Only the pictures are to be dropped; the rest of the data below is to be duplicated exactly.
■ ■ ■ ■
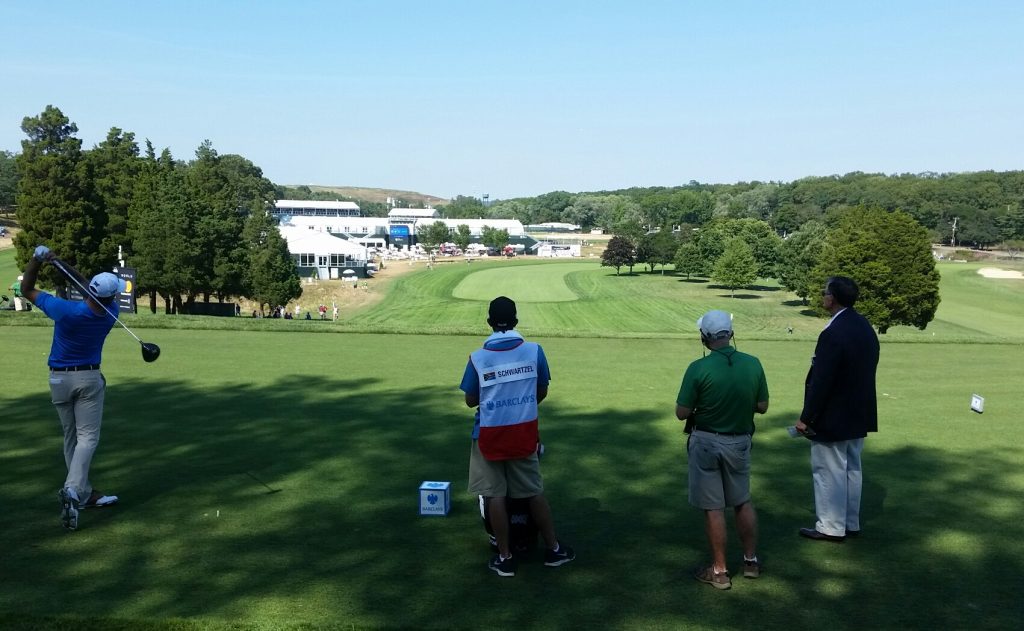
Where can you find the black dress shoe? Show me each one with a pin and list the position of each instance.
(811, 533)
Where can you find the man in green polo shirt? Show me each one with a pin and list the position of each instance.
(721, 391)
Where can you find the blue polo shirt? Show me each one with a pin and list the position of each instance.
(78, 333)
(471, 382)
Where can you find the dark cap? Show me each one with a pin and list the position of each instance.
(502, 312)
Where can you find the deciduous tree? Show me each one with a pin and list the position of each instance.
(687, 260)
(619, 252)
(890, 257)
(736, 267)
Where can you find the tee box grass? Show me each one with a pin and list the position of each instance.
(265, 475)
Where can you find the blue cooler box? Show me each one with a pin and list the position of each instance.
(435, 498)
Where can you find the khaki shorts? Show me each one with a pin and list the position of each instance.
(720, 470)
(498, 478)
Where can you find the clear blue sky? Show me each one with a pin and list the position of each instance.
(522, 97)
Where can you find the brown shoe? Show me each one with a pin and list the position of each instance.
(718, 580)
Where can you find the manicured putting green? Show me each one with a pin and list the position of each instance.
(526, 283)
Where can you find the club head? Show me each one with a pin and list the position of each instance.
(150, 351)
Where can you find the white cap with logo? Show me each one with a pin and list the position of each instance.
(104, 285)
(715, 323)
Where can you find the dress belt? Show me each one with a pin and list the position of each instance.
(723, 433)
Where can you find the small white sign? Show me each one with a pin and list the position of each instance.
(977, 403)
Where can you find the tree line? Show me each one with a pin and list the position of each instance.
(887, 252)
(194, 230)
(987, 207)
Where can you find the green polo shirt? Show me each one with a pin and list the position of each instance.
(723, 387)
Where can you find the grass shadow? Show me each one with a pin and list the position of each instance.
(338, 542)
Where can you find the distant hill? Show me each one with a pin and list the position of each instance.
(381, 195)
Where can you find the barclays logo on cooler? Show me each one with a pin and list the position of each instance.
(435, 498)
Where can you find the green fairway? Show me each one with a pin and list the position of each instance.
(268, 477)
(527, 284)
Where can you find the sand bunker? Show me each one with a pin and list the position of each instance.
(995, 272)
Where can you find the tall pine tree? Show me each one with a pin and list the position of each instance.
(56, 203)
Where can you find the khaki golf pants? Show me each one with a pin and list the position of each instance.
(79, 400)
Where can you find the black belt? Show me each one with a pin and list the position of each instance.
(723, 433)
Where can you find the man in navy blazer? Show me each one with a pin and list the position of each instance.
(840, 408)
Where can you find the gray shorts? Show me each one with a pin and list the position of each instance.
(498, 478)
(720, 470)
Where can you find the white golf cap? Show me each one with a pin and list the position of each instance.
(715, 323)
(104, 285)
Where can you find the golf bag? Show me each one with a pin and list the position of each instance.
(522, 529)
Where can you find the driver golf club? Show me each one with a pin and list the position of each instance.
(150, 350)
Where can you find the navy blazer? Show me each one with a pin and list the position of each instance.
(840, 402)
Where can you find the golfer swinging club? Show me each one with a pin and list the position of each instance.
(76, 383)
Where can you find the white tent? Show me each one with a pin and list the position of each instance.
(327, 253)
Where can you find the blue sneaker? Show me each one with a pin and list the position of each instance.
(554, 559)
(69, 508)
(504, 566)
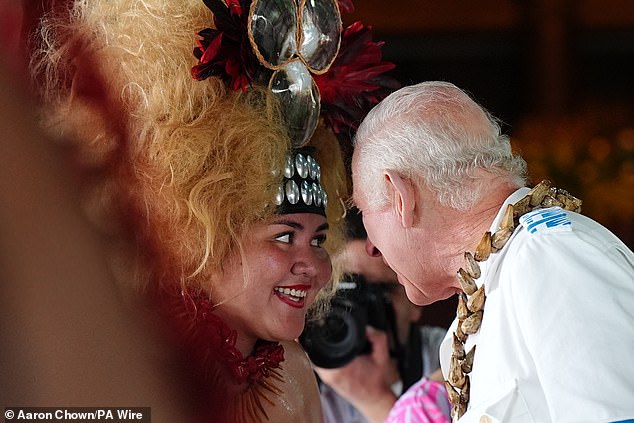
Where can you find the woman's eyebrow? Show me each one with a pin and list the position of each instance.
(296, 225)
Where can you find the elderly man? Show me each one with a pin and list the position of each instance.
(545, 293)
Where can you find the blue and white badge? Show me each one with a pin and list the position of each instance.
(552, 219)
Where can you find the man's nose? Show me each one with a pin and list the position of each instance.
(371, 249)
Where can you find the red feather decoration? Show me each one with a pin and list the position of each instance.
(356, 80)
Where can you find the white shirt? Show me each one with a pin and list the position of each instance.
(556, 342)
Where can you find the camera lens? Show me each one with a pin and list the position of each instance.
(336, 339)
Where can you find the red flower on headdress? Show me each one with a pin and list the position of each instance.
(356, 80)
(225, 51)
(346, 6)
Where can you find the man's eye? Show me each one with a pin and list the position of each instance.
(286, 238)
(318, 241)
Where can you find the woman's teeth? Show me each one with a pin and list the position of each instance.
(298, 293)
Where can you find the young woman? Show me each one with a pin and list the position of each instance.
(232, 221)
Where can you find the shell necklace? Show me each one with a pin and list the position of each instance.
(471, 300)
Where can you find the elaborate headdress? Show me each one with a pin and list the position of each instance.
(206, 159)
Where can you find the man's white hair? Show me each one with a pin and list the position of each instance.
(433, 133)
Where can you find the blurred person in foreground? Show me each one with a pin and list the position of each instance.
(403, 357)
(62, 319)
(544, 330)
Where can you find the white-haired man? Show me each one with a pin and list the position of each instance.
(545, 293)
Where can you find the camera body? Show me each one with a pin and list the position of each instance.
(335, 339)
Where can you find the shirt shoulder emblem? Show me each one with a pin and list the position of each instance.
(552, 219)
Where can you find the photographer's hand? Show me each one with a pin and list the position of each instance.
(366, 381)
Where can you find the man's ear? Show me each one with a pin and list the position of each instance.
(403, 196)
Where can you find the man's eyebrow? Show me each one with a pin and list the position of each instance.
(296, 225)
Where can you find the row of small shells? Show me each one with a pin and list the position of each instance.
(471, 302)
(304, 165)
(310, 193)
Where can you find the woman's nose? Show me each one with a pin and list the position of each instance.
(312, 264)
(371, 249)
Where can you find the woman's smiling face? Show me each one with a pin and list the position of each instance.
(265, 292)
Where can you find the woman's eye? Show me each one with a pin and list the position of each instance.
(318, 241)
(286, 238)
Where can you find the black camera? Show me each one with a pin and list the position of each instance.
(338, 337)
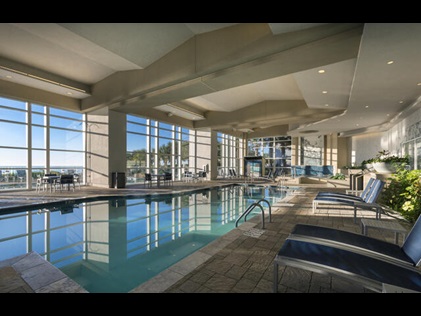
■ ■ ■ ■
Your response:
Where can you find the black dress shoe? Show me each one with a pin and list the position of each instance.
(811, 533)
Where can you find the man in green polo shirt? Show me each one with a pin and list the position of each instance.
(721, 391)
Where can you find the blue polo shirt? Show me each one with a pin and list the position of each instance.
(78, 333)
(471, 382)
Where can you find the dark cap? Show me each one with a pin and list the position of each instance.
(502, 312)
Where can you find the deciduous tree? Show me each one with a pin and list the position of each instance.
(687, 260)
(619, 252)
(890, 257)
(736, 267)
Where can you find the tee box grass? Show me each one with a pin and list the position of each instance.
(265, 475)
Where can you find the blue cooler box? Show me each one with a pin and list the position of each instance.
(435, 498)
Where can you find the khaki shorts? Show me each one with a pin and list the position of each instance.
(720, 470)
(498, 478)
Where can you find the clear blue sky? Show me each one with a pin and list the position of each instance.
(522, 97)
Where can you find the brown shoe? Show me each one with a pin and list the position of each instance.
(718, 580)
Where can you find the manicured putting green? Show me each one with a pin and list the position of each instance.
(526, 283)
Where can you find the club head? Show me each one with a pin and list the position of each instance.
(150, 351)
Where can you find the white cap with logo? Show me each one with a pin and list the position of each instance.
(104, 285)
(715, 323)
Where can you find the dress belt? Show me each one with a pin and list the position of each instance.
(723, 433)
Where can you find the small white sign? Show me each one with a pin and list the position of each instance.
(977, 403)
Where can you find the tree line? Show me each one with a pin and list the position of each instance.
(887, 252)
(194, 230)
(987, 207)
Where can you find the green polo shirt? Show me each one with a pin and list the position of each instance.
(723, 387)
Where can you find the grass shadow? Show me each one with a pin and list the position of each instance.
(338, 542)
Where can you find the distant hill? Show me each one with a pin and list the position of each instance.
(381, 195)
Where can you find the barclays logo on cooler? Show me each one with a pin and list the position of each instance.
(435, 498)
Where can you find the green fairway? Show me each one with a pin and list the position of each instance.
(268, 477)
(527, 284)
Where can you find the sand bunker? Show me each one with a pin and list the position of each instance.
(995, 272)
Where can you find the tall pine tree? Show me each one with a pin and list the position of each instance.
(56, 203)
Where can you find the khaki golf pants? Show me each one with a pin and list the position of each instance.
(79, 400)
Where can you find the black belt? Show me each one with a pin and list the position of each instance.
(723, 433)
Where can you find the man in navy blazer? Show me each one with a pin and list the position of each instance.
(840, 408)
Where can you find the gray shorts? Show me each one with a pin and list the position of each instance.
(498, 478)
(720, 470)
Where can you find the white golf cap? Show me each one with a pin and list the position of each instance.
(715, 323)
(104, 285)
Where can you find the golf bag? Show me each one with a pin and list the position of each instance.
(522, 529)
Where can you find the driver golf club? Show me each one with a pin and list the position of each instance.
(150, 350)
Where can you find the navy blazer? Show me each one with a pin and list the position of each instance.
(840, 402)
Where can you find the golfer swinging club? Show me each one with a pin and list the position of each instance.
(76, 383)
Where can you find the white tent? Show me each one with a pin and list the position of each instance.
(327, 253)
Where can you find the blue sneaker? Show me each one with a pin and list the position of each instance.
(554, 559)
(69, 508)
(504, 566)
Where can you find the woman's eyebrow? Show me each one with a pin and list the position of each instance.
(296, 225)
Where can you find the elderly man? Show me each one with a pin and list the position of each instance.
(545, 293)
Where can you find the blue and white badge? Show me each one with a pin and list the position of each instance.
(552, 219)
Where can you find the man's nose? Show me each one with a pin and list the position of each instance.
(371, 249)
Where can you find the red feather decoration? Show me each one with a pin and list the position of each instance.
(356, 80)
Where can you find the white shirt? Show me each one with a pin and list the position of each instance.
(556, 342)
Where can you find the camera lens? Show me each one with a pin and list the position of each instance.
(336, 339)
Where can you find the red flower on headdress? Show me each one with a pin and list the position of each instance.
(356, 80)
(225, 51)
(346, 6)
Where can you find the man's eye? Show me each one with a pin and list the position of each instance.
(286, 238)
(318, 241)
Where can you find the woman's teeth? Show me each one with a pin and list the position of each instance.
(298, 293)
Where can you find the young woman? Show me each one with a pin and list the position of each instance.
(232, 221)
Where can you find the shell necklace? Show me each one with a pin and list the position of each instance.
(471, 300)
Where can you find the elaborate headdress? Show me each one with a pin and list the position of each instance.
(206, 159)
Where can you find the man's white hair? Show me each one with a pin and list the position of each instance.
(433, 133)
Where can you find the blurred person in foreground? Show me each one with a pin and list the position of each instance.
(403, 357)
(62, 319)
(544, 330)
Where can you find the white-haired man? Show me each one with a pin and list the position of each instance.
(545, 293)
Where can you find the camera body? Show me each one with a pin and list the position of each instance.
(335, 339)
Where can you find the shirt shoulder emblem? Show me each one with a pin and list the position of each instance.
(552, 219)
Where can you find the photographer's hand? Show me each one with a pin and list the position of each instance.
(366, 381)
Where can you find the man's ear? Show me each one with a pin and list the position of each instance.
(403, 196)
Where can you find the man's eyebrow? Show me each one with a pin and list the position of each instance.
(296, 225)
Where can you find the row of small shells? Show me each one with a pin and list the position of each instance.
(471, 302)
(304, 165)
(310, 193)
Where can you find the woman's nose? Show me each one with a pin and list the position of each instance.
(312, 264)
(371, 249)
Where can you find the woman's smiling face? Show me each one with a pin and list the position of each instance.
(265, 292)
Where can you find the woman's eye? Show me each one with a pin and list the position of each instance.
(318, 241)
(286, 238)
Where can you find the black camera? Show me each one with a pin and list the position of each instance.
(338, 337)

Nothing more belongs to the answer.